- To be done
(1) List the sources that the testbed notes say were used for verification during the experiment.
(2) According to the testbed notes, why does the Thompson mp have less aggressive cold pools?
(3) Reproduce the testbed notes from "Jamie was at" up to and including "(statistical) technique (Gagne)".

- Selected extract
--------------------------------

Jamie was at HWT for the last week (5) of the testbed (31 May - 3 June)
Notes from Day 1 overview:
- CAPS radar assimilation ended up not running so there will be no GSD vs. CAPS comparison
 - Plan to continue controlled experiment (CLUE) in future HWT - has been successful but also had a few "lessons learned" in this inaugural year that can be improved upon next year
 - CAM hail size evaluation a focus for this year
- Three hail algorithms: HAILCAST, directo output from the mp scheme (developed by G. Thompson), and machine learning (statistical) technique (Gagne)
 
 - Ensemble sensitivity (Texas Tech work - Brian Ancell)
- Features in flow early in the forecast that impact the ensemble response later (predictability)
 
 - So far they have noticed if the CAMs don't handle overnight convection well they have problems the next day
- There are a lot of solutions between the CAMs in this type of pattern
 
 - Week 5 had a more of weaker shear/multi-cell storm pattern - this is a challenge for CAMs
 - This blog entry is a good overview of what we did each day (http://springexperiment.blogspot.com/2016/05/data-driven.html#more)
 
Notes from sitting with forecasters each day
- opHRRR tends to have
- PBL too warm/dry
 - too much convection
 
 - parallel HRRR (going operational in early July)
- has been decent during HWT
 
 - 5-day MPAS
- performance is region dependent
 - strongly forced systems easier
 - general temporal/spatial coverage OK but not specific storm location
 
 - Thompson mp
- less aggressive cold pools to slow propagation (this was an intentional design based on feedback from previous experiments
 - see the result of this in the statistics
 
 - For verification (subjective during the experiment) they used LSRs (local storm reports), WFO warnings (especially in rural areas where no reports are received), and MESH (maximum estimated size of hail - MRMS hail product)
- Forecasters generally like the MESH - seems to be pretty accurate
 
 - Forecasters generally like the MESH - seems to be pretty accurate
 - If we draw a 5% poly we would want 5 reports for each 100 grid box (at 80 km resolution) area
 - General comment from HWT coordinators over the past 4 weeks
- ARW (HRRR) generally has (incrementally) better performance than NAMRR - but on cases when NAMRR is better, it tends to be much better
 
 - When evaluating probabilities of 40 dBZ or greater they used reflectivity > 40 dBZ as the comparison field
 - In operations, NAM has poor sounding structure near convective initiation
 - Forecasters need to be aware of the CWAs they issue 
- Don't want to change their poly just enough to include a CWA if it wasn't in there previously (unless warranted)

--------------------------------

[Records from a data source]
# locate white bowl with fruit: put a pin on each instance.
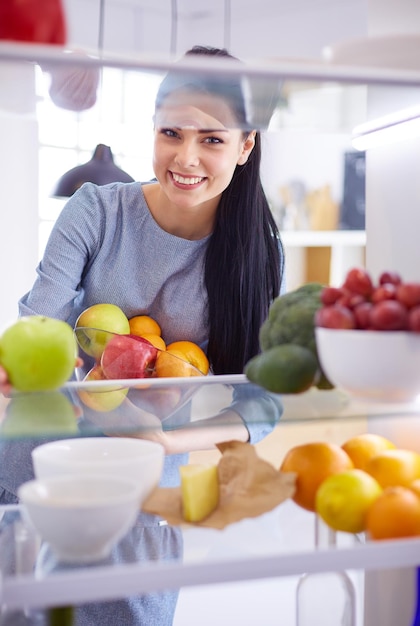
(368, 336)
(137, 460)
(81, 517)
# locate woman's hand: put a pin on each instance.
(5, 386)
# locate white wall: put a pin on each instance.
(19, 186)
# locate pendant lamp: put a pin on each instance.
(100, 170)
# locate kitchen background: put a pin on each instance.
(304, 151)
(305, 156)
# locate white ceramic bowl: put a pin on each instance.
(81, 518)
(374, 365)
(136, 459)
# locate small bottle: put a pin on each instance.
(416, 618)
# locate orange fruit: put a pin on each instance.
(394, 514)
(394, 467)
(343, 499)
(155, 340)
(313, 463)
(190, 352)
(415, 486)
(142, 324)
(171, 363)
(362, 448)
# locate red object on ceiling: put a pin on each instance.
(36, 21)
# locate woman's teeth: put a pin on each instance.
(187, 181)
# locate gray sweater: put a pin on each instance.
(106, 247)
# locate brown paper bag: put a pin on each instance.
(248, 487)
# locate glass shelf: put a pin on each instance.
(86, 408)
(265, 547)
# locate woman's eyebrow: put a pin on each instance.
(213, 130)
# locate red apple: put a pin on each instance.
(409, 294)
(128, 357)
(358, 281)
(389, 315)
(335, 317)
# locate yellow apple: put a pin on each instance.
(101, 400)
(100, 317)
(38, 353)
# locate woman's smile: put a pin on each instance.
(184, 181)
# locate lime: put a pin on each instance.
(343, 500)
(288, 368)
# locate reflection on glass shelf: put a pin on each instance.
(175, 403)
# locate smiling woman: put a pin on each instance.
(197, 251)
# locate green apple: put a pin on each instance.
(38, 353)
(39, 414)
(100, 317)
(101, 400)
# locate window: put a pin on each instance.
(121, 118)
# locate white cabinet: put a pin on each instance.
(345, 249)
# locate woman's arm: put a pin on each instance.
(201, 434)
(71, 245)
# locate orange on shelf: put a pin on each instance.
(313, 463)
(142, 324)
(191, 353)
(395, 467)
(394, 514)
(361, 448)
(155, 340)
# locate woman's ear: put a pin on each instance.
(247, 148)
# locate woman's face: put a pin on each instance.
(197, 147)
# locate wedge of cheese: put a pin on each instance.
(200, 491)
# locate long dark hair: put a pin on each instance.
(244, 260)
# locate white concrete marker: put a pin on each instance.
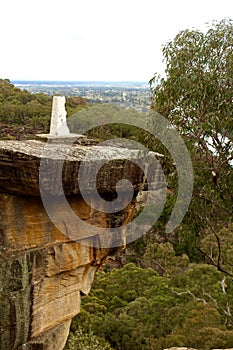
(58, 124)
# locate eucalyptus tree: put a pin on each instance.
(196, 95)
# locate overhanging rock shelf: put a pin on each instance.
(44, 271)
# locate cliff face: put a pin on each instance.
(45, 270)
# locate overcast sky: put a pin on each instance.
(95, 39)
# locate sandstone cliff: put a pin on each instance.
(44, 270)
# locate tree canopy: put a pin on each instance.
(196, 95)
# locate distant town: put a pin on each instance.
(124, 94)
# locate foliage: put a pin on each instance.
(196, 97)
(136, 308)
(85, 341)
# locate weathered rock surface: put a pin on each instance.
(45, 270)
(21, 162)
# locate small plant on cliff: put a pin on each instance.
(79, 340)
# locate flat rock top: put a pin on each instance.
(68, 152)
(21, 163)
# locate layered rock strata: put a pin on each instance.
(45, 269)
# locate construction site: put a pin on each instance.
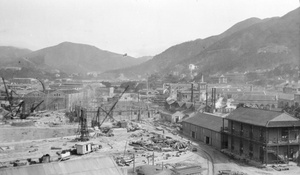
(103, 138)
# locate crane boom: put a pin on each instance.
(107, 113)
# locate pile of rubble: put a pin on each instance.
(157, 142)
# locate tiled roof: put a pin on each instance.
(261, 117)
(286, 96)
(206, 120)
(256, 98)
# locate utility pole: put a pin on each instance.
(192, 92)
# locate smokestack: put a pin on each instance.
(206, 99)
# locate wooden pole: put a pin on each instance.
(153, 158)
(133, 163)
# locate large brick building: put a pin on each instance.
(262, 135)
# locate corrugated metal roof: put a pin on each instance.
(261, 117)
(86, 166)
(206, 120)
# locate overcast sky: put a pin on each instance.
(135, 27)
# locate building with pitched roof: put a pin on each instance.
(262, 135)
(260, 101)
(204, 127)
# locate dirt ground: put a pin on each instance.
(33, 142)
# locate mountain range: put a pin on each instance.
(67, 57)
(248, 45)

--------------------------------

- Solution set
(1)
- LSRs (local storm reports)
- WFO warnings, especially in rural areas where no reports are received
- MESH (maximum estimated size of hail, the MRMS hail product)

(2) The Thompson mp has less aggressive cold pools so that storm propagation is slowed. This was an intentional design based on feedback from previous experiments.

(3)
Jamie was at HWT for the last week (5) of the testbed (31 May - 3 June)
Notes from Day 1 overview:
- CAPS radar assimilation ended up not running so there will be no GSD vs. CAPS comparison
 - Plan to continue controlled experiment (CLUE) in future HWT - has been successful but also had a few "lessons learned" in this inaugural year that can be improved upon next year
 - CAM hail size evaluation a focus for this year
- Three hail algorithms: HAILCAST, directo output from the mp scheme (developed by G. Thompson), and machine learning (statistical) technique (Gagne)